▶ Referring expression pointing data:

◇ ◇ ◇ ◇ ◇

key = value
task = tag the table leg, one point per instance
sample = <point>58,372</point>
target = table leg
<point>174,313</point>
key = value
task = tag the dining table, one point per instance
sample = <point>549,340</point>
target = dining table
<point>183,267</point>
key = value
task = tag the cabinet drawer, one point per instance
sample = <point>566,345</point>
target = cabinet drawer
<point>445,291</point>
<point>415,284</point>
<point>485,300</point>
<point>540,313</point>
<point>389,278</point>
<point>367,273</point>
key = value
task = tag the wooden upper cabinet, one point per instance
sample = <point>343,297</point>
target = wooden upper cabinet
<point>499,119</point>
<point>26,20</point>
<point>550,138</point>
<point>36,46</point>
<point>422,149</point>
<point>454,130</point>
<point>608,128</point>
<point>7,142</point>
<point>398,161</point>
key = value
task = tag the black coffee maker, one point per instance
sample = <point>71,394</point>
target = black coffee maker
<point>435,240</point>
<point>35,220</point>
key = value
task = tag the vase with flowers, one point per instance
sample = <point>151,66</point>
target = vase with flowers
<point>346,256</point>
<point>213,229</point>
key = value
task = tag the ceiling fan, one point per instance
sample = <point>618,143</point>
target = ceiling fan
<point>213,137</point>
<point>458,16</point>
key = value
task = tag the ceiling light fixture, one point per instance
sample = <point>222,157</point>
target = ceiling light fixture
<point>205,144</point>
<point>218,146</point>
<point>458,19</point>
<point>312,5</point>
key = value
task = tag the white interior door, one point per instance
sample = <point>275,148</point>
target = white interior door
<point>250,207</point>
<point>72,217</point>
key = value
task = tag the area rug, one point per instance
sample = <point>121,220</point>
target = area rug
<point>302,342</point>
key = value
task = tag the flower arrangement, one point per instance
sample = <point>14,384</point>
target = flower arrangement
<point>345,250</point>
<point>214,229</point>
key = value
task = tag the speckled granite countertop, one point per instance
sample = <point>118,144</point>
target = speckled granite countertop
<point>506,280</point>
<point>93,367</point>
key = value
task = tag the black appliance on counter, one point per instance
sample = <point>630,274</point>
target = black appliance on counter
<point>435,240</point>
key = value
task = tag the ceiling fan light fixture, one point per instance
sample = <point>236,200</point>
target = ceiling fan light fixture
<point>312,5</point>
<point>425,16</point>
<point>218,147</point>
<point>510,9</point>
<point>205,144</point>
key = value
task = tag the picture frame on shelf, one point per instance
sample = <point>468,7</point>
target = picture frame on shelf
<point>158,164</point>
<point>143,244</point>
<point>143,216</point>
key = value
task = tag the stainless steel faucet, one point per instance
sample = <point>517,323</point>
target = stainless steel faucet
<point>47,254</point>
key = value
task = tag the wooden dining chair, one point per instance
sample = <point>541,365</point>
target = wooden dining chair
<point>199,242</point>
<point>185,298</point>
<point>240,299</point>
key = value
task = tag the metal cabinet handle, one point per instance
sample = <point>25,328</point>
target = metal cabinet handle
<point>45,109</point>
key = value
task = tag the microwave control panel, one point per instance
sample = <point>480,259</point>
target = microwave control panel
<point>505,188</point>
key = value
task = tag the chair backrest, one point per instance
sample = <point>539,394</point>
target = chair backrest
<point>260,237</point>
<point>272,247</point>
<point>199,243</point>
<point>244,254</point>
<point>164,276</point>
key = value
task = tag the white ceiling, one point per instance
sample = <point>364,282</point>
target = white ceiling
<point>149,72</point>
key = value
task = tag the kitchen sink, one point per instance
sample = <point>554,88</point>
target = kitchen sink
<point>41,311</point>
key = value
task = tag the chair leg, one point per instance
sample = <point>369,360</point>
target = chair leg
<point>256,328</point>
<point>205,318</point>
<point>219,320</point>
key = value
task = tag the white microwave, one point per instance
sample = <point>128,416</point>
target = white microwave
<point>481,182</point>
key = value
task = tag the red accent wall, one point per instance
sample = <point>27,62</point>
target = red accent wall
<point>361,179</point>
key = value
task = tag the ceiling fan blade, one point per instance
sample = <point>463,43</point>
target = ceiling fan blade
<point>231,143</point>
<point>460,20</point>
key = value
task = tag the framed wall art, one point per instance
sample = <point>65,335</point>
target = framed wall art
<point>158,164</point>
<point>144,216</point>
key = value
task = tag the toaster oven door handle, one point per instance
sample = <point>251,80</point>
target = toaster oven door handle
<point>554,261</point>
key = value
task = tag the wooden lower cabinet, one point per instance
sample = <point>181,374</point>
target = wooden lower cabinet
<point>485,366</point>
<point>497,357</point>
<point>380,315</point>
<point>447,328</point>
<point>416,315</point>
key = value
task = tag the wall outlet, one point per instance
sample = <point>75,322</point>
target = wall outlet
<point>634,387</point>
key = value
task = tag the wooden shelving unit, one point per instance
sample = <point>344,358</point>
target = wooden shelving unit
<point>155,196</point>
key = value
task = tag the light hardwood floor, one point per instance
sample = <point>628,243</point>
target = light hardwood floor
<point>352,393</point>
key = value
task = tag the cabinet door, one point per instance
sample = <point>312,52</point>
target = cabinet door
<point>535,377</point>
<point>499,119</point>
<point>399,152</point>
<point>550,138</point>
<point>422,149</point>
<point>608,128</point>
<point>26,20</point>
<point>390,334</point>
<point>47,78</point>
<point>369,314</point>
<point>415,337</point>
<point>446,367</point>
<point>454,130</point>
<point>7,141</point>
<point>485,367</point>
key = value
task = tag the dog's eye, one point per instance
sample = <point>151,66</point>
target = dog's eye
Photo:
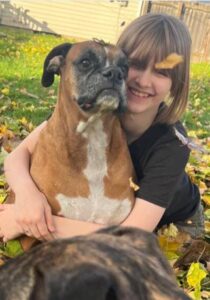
<point>124,68</point>
<point>85,63</point>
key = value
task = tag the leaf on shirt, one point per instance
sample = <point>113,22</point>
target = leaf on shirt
<point>170,61</point>
<point>188,142</point>
<point>134,186</point>
<point>171,231</point>
<point>195,275</point>
<point>11,249</point>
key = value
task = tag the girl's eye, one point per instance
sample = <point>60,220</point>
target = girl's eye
<point>125,69</point>
<point>162,72</point>
<point>85,63</point>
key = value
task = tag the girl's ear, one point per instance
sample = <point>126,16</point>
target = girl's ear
<point>53,62</point>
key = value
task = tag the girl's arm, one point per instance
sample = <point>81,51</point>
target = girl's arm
<point>144,215</point>
<point>33,213</point>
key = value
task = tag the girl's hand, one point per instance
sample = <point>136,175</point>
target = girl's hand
<point>33,214</point>
<point>9,228</point>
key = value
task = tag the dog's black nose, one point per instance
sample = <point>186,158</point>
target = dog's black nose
<point>115,74</point>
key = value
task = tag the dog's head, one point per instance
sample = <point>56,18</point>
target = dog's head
<point>92,73</point>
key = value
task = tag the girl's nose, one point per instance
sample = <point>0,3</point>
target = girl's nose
<point>144,78</point>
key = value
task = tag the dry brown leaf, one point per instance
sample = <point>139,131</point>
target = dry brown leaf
<point>169,62</point>
<point>134,186</point>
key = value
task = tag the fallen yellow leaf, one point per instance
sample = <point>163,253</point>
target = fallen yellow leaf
<point>169,62</point>
<point>206,199</point>
<point>134,186</point>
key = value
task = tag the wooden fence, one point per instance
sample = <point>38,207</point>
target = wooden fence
<point>197,18</point>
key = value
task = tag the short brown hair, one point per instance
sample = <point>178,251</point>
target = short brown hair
<point>151,38</point>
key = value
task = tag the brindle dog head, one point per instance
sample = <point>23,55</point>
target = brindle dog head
<point>116,263</point>
<point>91,72</point>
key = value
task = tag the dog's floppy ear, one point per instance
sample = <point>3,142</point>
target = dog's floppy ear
<point>52,63</point>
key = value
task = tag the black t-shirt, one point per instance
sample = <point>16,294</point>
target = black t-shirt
<point>159,159</point>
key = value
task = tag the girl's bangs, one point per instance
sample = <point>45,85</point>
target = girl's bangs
<point>153,47</point>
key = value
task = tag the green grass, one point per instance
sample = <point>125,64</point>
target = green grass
<point>22,54</point>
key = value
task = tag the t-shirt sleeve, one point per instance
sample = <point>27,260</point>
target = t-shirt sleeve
<point>163,173</point>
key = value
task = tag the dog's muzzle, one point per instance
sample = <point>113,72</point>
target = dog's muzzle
<point>110,93</point>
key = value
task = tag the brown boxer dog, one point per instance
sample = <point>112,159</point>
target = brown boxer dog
<point>81,161</point>
<point>115,263</point>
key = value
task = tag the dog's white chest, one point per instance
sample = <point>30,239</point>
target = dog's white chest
<point>97,207</point>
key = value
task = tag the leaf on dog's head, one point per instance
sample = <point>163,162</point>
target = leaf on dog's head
<point>170,61</point>
<point>134,186</point>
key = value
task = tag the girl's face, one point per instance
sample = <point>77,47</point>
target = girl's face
<point>146,89</point>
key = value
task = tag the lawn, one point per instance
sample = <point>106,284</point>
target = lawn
<point>24,104</point>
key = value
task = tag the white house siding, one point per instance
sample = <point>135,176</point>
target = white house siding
<point>83,19</point>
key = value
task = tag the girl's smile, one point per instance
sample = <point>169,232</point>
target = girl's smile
<point>146,89</point>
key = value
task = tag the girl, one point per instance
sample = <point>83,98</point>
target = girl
<point>166,194</point>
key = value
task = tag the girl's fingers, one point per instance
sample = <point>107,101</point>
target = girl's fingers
<point>49,220</point>
<point>2,207</point>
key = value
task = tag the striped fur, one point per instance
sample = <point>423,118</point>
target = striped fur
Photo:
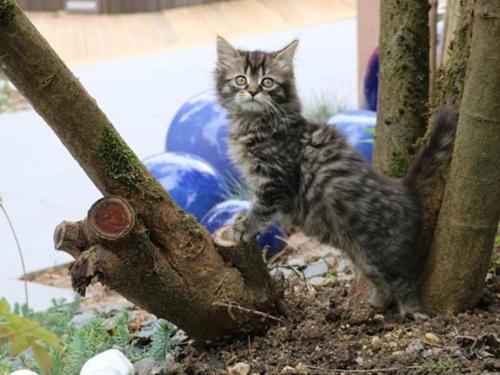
<point>436,153</point>
<point>308,173</point>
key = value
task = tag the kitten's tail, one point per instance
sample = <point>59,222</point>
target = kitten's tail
<point>436,153</point>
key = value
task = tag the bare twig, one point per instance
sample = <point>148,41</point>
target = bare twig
<point>363,371</point>
<point>19,251</point>
<point>247,310</point>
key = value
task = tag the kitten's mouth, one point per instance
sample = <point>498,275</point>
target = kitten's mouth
<point>251,105</point>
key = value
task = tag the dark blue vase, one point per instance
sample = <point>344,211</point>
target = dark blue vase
<point>223,214</point>
<point>358,127</point>
<point>370,84</point>
<point>191,181</point>
<point>200,127</point>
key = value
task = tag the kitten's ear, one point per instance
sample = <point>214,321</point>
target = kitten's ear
<point>286,54</point>
<point>226,53</point>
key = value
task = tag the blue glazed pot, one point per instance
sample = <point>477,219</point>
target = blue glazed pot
<point>370,84</point>
<point>358,127</point>
<point>223,214</point>
<point>192,182</point>
<point>200,127</point>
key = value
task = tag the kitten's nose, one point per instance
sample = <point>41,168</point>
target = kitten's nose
<point>253,89</point>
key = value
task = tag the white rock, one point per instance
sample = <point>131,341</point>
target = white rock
<point>110,362</point>
<point>241,368</point>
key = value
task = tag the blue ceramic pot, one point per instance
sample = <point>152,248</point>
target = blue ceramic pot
<point>370,83</point>
<point>200,127</point>
<point>223,214</point>
<point>192,182</point>
<point>358,127</point>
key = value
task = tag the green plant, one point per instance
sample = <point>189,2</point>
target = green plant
<point>22,334</point>
<point>83,344</point>
<point>6,97</point>
<point>442,367</point>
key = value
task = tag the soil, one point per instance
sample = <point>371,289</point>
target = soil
<point>324,334</point>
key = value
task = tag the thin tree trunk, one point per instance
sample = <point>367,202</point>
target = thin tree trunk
<point>449,88</point>
<point>468,219</point>
<point>153,253</point>
<point>404,83</point>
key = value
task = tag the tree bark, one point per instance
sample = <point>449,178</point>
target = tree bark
<point>449,88</point>
<point>468,219</point>
<point>404,83</point>
<point>152,253</point>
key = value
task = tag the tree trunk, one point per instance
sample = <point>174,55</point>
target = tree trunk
<point>404,83</point>
<point>449,88</point>
<point>468,218</point>
<point>146,248</point>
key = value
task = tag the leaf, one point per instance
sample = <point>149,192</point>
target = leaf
<point>42,357</point>
<point>4,306</point>
<point>19,344</point>
<point>47,337</point>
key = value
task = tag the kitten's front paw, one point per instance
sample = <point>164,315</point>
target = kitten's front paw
<point>240,232</point>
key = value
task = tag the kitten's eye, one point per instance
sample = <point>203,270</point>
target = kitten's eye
<point>240,80</point>
<point>267,83</point>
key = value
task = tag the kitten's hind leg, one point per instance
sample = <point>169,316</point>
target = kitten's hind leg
<point>381,298</point>
<point>406,294</point>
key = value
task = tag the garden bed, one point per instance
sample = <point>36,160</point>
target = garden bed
<point>321,334</point>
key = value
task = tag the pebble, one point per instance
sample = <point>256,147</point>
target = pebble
<point>393,344</point>
<point>241,368</point>
<point>376,343</point>
<point>378,317</point>
<point>431,337</point>
<point>80,320</point>
<point>415,346</point>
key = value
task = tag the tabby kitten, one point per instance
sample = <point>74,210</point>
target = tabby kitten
<point>308,173</point>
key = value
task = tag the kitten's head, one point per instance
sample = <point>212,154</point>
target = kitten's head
<point>253,82</point>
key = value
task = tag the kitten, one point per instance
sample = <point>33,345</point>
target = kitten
<point>308,173</point>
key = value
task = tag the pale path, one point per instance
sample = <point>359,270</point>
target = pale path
<point>81,39</point>
<point>42,185</point>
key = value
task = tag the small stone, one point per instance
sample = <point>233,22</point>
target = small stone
<point>415,346</point>
<point>144,366</point>
<point>376,343</point>
<point>420,317</point>
<point>378,317</point>
<point>431,337</point>
<point>302,368</point>
<point>398,353</point>
<point>80,320</point>
<point>241,368</point>
<point>111,361</point>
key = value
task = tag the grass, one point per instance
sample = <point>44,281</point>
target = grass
<point>6,97</point>
<point>80,344</point>
<point>441,367</point>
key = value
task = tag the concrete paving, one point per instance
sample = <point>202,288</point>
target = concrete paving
<point>42,185</point>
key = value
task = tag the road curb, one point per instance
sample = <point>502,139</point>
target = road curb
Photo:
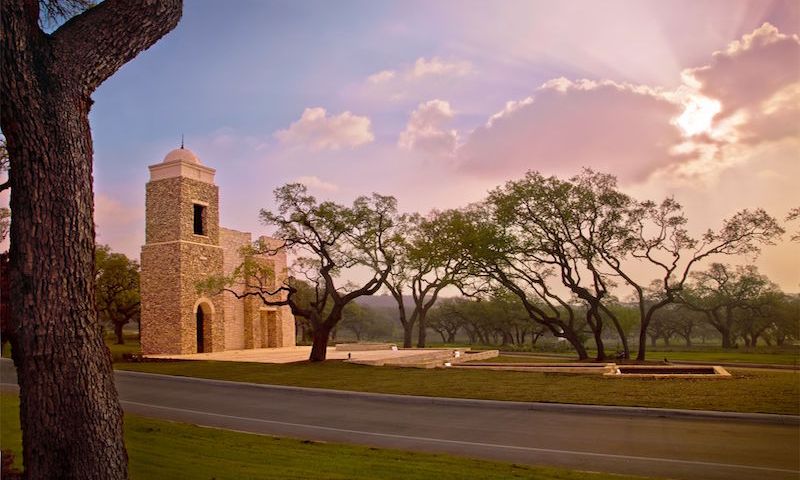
<point>567,408</point>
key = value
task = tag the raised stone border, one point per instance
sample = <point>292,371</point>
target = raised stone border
<point>364,347</point>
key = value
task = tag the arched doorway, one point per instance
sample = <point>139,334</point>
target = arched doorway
<point>204,320</point>
<point>200,327</point>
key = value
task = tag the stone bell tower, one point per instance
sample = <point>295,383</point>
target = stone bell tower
<point>181,248</point>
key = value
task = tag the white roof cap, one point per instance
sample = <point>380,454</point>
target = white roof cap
<point>181,154</point>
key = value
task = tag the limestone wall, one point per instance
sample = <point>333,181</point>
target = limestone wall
<point>198,262</point>
<point>170,210</point>
<point>160,292</point>
<point>231,241</point>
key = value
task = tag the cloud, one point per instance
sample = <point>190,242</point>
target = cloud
<point>748,94</point>
<point>749,71</point>
<point>318,131</point>
<point>382,76</point>
<point>566,125</point>
<point>425,129</point>
<point>438,67</point>
<point>315,183</point>
<point>119,225</point>
<point>755,84</point>
<point>423,68</point>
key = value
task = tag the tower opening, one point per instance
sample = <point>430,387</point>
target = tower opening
<point>199,219</point>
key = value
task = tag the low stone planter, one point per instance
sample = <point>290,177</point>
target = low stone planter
<point>363,347</point>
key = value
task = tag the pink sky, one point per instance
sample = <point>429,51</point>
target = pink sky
<point>438,102</point>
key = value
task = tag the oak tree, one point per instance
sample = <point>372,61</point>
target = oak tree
<point>69,410</point>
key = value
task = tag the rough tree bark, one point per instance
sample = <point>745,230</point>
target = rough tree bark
<point>69,410</point>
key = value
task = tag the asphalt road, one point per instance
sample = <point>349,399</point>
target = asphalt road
<point>604,439</point>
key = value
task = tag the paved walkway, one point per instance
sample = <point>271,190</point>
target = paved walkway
<point>291,354</point>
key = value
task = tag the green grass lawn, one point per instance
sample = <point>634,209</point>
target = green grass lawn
<point>763,391</point>
<point>161,449</point>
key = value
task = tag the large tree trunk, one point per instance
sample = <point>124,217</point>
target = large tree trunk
<point>69,410</point>
<point>408,331</point>
<point>71,417</point>
<point>422,330</point>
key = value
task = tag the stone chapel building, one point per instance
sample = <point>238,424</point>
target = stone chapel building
<point>185,244</point>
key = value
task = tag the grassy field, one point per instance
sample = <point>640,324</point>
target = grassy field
<point>722,356</point>
<point>160,449</point>
<point>748,390</point>
<point>787,355</point>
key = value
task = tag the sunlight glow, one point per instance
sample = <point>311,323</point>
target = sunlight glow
<point>697,115</point>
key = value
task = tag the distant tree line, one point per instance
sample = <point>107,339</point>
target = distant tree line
<point>540,256</point>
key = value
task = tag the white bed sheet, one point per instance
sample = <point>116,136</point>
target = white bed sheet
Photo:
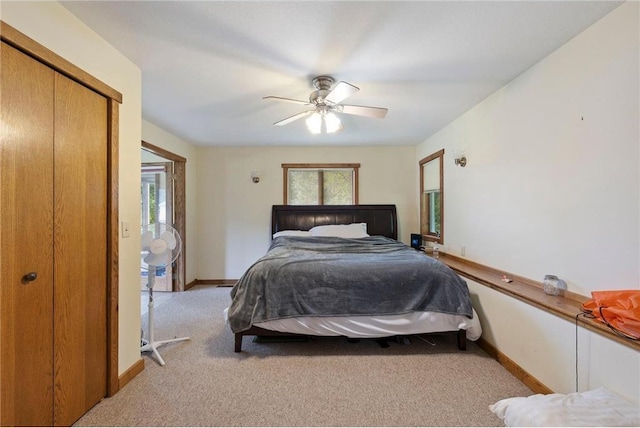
<point>376,326</point>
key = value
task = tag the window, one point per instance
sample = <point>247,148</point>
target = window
<point>321,184</point>
<point>431,197</point>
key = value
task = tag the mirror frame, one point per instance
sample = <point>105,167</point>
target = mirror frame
<point>439,155</point>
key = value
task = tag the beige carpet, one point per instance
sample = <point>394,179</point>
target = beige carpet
<point>321,382</point>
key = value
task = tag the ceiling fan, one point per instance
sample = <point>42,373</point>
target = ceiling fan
<point>324,102</point>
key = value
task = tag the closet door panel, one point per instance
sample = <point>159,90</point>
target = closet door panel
<point>26,240</point>
<point>80,224</point>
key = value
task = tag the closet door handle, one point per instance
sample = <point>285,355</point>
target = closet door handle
<point>30,277</point>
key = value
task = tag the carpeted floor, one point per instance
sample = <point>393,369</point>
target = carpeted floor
<point>321,382</point>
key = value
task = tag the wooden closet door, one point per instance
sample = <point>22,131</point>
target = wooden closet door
<point>80,258</point>
<point>26,240</point>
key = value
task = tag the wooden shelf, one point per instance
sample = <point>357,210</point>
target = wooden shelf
<point>531,292</point>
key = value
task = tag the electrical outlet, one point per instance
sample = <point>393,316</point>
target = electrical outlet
<point>126,229</point>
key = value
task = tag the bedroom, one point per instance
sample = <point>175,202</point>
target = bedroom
<point>528,208</point>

◇ ◇ ◇ ◇ ◇

▶ Problem to work on: Your copy should hold the lines from the one with "sample = <point>30,239</point>" up to and including the one with "task = tag the blue glazed", exactly as in the data above, and no pictures.

▶ Answer for this exercise:
sample = <point>30,239</point>
target = dog's white chest
<point>97,207</point>
key = value
task = tag the leaf on dog's head, one point per instance
sample = <point>163,162</point>
target = leaf on dog's head
<point>170,61</point>
<point>134,186</point>
key = value
task = tag the girl's face, one point per instance
sample = <point>77,47</point>
target = girl's face
<point>146,89</point>
key = value
task = tag the lawn, one point per instance
sample = <point>106,284</point>
target = lawn
<point>24,104</point>
key = value
task = tag the white house siding, one point per instance
sample = <point>135,176</point>
target = white house siding
<point>83,19</point>
key = value
task = tag the girl's smile, one point per instance
sample = <point>169,232</point>
target = girl's smile
<point>146,89</point>
key = value
task = tag the girl, one point per instance
sample = <point>83,98</point>
target = girl
<point>166,194</point>
key = value
task = tag the girl's fingers, one point per instance
sample = <point>107,101</point>
target = girl's fingers
<point>49,220</point>
<point>2,207</point>
key = value
task = tag the striped fur, one point per instance
sample = <point>423,118</point>
target = striped fur
Photo:
<point>436,153</point>
<point>308,173</point>
key = value
task = tag the kitten's tail, one point per instance
sample = <point>59,222</point>
target = kitten's tail
<point>436,153</point>
key = value
task = tag the bare twig, one point per instance
sample = <point>148,41</point>
target = bare twig
<point>363,371</point>
<point>19,251</point>
<point>247,310</point>
key = value
task = tag the kitten's mouth, one point per instance
sample = <point>498,275</point>
target = kitten's mouth
<point>251,105</point>
key = value
task = tag the dark blue vase, one point per instance
sample = <point>344,211</point>
target = dark blue vase
<point>223,214</point>
<point>358,127</point>
<point>370,84</point>
<point>191,181</point>
<point>200,127</point>
key = value
task = tag the kitten's ear, one point per instance
sample = <point>214,321</point>
target = kitten's ear
<point>286,54</point>
<point>226,53</point>
key = value
task = tag the blue glazed pot, one point per instance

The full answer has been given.